■ About this exercise ■
In the records that follow, skip the pictures and print everything else exactly.
=== Begin Enclosure ===
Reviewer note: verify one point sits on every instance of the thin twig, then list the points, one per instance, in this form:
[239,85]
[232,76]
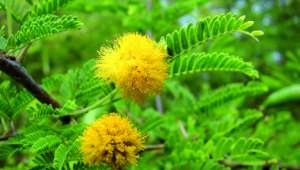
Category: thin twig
[154,147]
[159,105]
[266,165]
[23,53]
[183,130]
[20,75]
=== End Enclosure ===
■ Exercise output ■
Reviewer note: verify one point sits on every instance of the thin twig, then list the points, one per instance, in this form:
[239,85]
[232,76]
Category: thin twig
[154,147]
[159,105]
[266,165]
[23,53]
[183,130]
[20,75]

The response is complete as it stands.